● STUDY QUESTIONS
#1 Copy the part of the market report starting at "Key equity benchmarks" and ending at "dampener, warn experts." word for word.
#2 Answer these questions from the market report:
(a) To what figure did the IMF trim its growth forecast for 2015?
(b) What new high did Infosys shares reach on Friday?
(c) Which firm employs Tushar Mahajan?
======== PASSAGE FOR REVIEW ========
Both Sensex and Nifty corrected almost 1 percent in the truncated week ended October 10, in line with the weak trend in global markets.
Global equity investors have turned cautious over the past few sessions as fresh concerns over global economic growth have emerged, with the IMF trimming its forecast for 2015 to 3.8 percent. There was some relief on Wednesday/Thursday as equity markets cheered the Fed’s dovish view on interest rates in the US. However, the rally turned out to be a short lived one, as risks from geopolitical tensions and inflated asset prices continued to weigh on sentiment. Softening economy of Europe and a slowdown a continued China’s growth was also a concern.
Key equity benchmarks declined in three out of the four sessions this week, with second line shares too underperforming. The CNX Midcap Index dropped 1.4 percent while BSE small-cap index was down 0.3 percent. Top weekly Nifty losers were NMDC, JSPL, Sesa Sterlite, Tech Mahindra, UltraTech Cement, Dr Reddy’s and Cairn India which corrected between 6-9 per cent.
Infosys shares rallied on Friday, and lifted sentiment for the IT sector in general after the company’s second quarter earnings topped analyst estimates. The icing on the cake was the 1:1 bonus share issue. The share hit a new high of Rs 3908 before closing at Rs 3888, up 7 percent over its previous close.
Foreigners continued to sell in the cash segment which could be a big dampener, warn experts.
“We have been very worried about the fact that almost for three weeks we have been seeing this continuous sell number. If you add up the data, we are almost looking at 1 billion plus of selling over the last maybe two to three weeks of selling that we have been seeing,” said Tushar Mahajan, Head of listed Futures & Options – India, Nomura. He added FIIs have been cutting long positions on index futures as well, which is a worrying sign.
======== DATA EXCERPTS ========
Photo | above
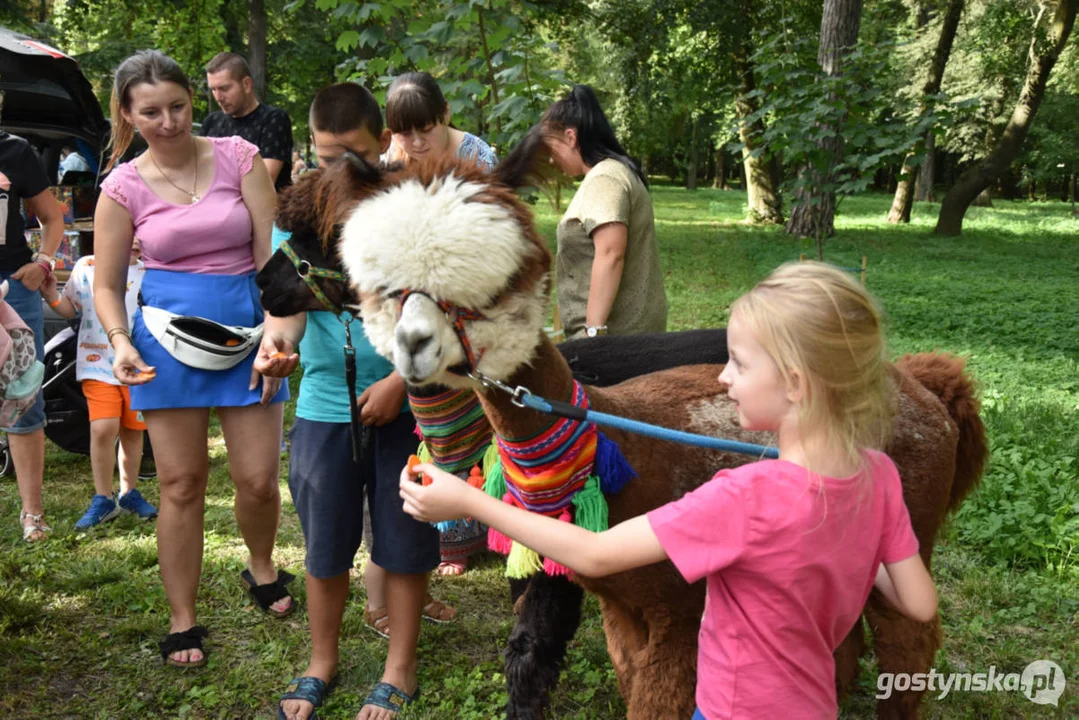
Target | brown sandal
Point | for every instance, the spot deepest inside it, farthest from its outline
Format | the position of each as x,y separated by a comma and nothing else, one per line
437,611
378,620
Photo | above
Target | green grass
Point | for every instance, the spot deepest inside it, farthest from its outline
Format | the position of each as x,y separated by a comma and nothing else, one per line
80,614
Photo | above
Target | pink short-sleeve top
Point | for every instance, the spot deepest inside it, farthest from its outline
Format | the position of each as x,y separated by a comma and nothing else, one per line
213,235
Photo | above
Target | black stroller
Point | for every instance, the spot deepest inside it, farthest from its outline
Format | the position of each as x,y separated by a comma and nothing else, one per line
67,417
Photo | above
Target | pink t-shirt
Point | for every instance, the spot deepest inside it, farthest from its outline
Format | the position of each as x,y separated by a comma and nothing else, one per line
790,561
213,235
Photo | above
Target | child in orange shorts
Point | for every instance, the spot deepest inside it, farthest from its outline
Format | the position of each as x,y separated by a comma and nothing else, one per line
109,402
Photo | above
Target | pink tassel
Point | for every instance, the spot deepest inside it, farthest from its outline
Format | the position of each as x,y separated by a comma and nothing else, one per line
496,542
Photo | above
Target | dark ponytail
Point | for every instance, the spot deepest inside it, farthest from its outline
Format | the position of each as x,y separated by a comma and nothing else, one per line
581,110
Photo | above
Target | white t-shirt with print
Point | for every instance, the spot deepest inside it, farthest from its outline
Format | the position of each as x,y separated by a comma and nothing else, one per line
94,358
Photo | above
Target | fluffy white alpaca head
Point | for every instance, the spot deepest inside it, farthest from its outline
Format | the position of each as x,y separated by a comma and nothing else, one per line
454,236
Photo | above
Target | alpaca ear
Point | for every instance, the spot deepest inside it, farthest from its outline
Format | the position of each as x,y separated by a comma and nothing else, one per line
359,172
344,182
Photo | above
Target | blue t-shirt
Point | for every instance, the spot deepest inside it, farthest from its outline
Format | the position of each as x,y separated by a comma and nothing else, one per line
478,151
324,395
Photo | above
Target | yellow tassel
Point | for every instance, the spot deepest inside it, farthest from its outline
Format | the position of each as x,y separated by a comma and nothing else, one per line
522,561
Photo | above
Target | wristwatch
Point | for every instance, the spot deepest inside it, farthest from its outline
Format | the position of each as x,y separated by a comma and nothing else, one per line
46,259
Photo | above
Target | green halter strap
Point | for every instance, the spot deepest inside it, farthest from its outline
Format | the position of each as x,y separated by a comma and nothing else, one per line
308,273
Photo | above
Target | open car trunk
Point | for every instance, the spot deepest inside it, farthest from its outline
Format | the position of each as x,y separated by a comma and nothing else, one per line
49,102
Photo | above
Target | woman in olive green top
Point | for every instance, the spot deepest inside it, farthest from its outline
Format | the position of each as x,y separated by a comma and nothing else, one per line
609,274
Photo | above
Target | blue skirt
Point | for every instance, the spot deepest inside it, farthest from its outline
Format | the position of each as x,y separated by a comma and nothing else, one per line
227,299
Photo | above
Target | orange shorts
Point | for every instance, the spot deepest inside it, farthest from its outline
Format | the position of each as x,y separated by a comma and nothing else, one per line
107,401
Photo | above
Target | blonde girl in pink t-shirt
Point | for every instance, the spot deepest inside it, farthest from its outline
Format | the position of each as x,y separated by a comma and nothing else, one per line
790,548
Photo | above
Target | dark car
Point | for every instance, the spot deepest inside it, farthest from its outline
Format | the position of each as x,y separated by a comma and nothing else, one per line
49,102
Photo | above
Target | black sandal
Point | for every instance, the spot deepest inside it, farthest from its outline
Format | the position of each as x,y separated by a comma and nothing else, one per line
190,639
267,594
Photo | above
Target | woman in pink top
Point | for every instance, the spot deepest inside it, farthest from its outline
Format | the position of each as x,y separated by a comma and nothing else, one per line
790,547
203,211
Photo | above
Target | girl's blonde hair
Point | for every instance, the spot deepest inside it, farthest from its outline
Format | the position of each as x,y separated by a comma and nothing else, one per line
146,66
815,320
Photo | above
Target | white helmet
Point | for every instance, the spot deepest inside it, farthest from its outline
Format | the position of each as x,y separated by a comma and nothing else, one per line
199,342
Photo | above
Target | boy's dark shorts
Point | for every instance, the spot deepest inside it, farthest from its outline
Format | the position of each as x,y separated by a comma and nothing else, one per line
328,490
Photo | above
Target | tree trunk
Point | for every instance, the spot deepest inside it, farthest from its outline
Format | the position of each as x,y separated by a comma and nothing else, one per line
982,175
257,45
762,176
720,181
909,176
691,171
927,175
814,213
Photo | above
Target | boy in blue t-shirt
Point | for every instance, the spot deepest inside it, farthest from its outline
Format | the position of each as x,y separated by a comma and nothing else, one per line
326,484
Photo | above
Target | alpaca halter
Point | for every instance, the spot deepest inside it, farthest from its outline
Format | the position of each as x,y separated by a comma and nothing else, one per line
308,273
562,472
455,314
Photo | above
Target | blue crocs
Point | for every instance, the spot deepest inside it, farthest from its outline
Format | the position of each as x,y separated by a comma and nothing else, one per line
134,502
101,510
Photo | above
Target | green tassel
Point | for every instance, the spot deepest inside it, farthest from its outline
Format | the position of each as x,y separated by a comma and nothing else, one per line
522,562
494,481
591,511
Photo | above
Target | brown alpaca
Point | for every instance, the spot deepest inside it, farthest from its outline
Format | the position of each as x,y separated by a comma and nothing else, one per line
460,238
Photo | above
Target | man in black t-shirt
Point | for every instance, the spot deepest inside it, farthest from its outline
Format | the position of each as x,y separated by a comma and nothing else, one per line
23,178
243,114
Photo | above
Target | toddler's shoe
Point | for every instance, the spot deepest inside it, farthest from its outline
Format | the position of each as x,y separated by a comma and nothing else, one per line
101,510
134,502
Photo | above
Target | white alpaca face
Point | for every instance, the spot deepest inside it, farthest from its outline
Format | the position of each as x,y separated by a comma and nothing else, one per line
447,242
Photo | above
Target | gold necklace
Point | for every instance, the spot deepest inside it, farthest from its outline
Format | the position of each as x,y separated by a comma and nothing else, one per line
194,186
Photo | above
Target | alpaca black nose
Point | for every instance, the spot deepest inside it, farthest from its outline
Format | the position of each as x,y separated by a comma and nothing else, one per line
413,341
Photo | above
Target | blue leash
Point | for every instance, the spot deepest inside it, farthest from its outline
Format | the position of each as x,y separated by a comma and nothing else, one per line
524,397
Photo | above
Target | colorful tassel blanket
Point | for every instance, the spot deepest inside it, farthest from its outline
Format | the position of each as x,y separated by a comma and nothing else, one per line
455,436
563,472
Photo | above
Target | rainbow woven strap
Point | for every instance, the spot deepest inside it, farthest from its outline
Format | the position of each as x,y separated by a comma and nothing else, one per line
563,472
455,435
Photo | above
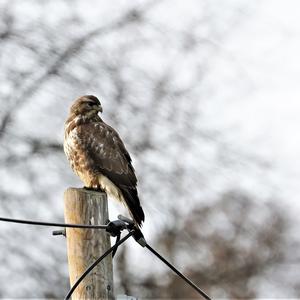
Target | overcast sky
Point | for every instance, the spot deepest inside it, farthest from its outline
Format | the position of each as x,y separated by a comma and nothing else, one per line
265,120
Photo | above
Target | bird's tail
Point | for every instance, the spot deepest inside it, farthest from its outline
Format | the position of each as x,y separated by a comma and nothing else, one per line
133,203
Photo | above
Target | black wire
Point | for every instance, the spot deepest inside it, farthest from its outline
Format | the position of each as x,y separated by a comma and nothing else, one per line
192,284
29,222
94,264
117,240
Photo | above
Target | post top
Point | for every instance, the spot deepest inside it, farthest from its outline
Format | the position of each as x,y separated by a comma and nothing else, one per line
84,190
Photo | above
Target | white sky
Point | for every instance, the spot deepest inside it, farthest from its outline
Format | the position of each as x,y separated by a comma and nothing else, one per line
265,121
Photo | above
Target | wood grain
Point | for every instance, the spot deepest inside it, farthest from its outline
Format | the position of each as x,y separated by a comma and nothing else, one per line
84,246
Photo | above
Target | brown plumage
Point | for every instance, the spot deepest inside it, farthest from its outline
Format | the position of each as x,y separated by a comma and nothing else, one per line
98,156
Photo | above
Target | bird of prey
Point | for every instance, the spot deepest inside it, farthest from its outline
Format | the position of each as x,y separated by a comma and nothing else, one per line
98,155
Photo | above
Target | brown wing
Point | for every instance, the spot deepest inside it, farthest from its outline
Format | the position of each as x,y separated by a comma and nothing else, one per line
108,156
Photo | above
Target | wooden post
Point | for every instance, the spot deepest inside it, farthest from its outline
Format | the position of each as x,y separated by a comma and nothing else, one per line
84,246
========
● ANSWERS TO EACH TASK
#1
Key equity benchmarks declined in three out of the four sessions this week, with second line shares too underperforming. The CNX Midcap Index dropped 1.4 percent while BSE small-cap index was down 0.3 percent. Top weekly Nifty losers were NMDC, JSPL, Sesa Sterlite, Tech Mahindra, UltraTech Cement, Dr Reddy’s and Cairn India which corrected between 6-9 per cent.
Infosys shares rallied on Friday, and lifted sentiment for the IT sector in general after the company’s second quarter earnings topped analyst estimates. The icing on the cake was the 1:1 bonus share issue. The share hit a new high of Rs 3908 before closing at Rs 3888, up 7 percent over its previous close.
Foreigners continued to sell in the cash segment which could be a big dampener, warn experts.

#2
(a) 3.8 percent
(b) Rs 3908
(c) Nomura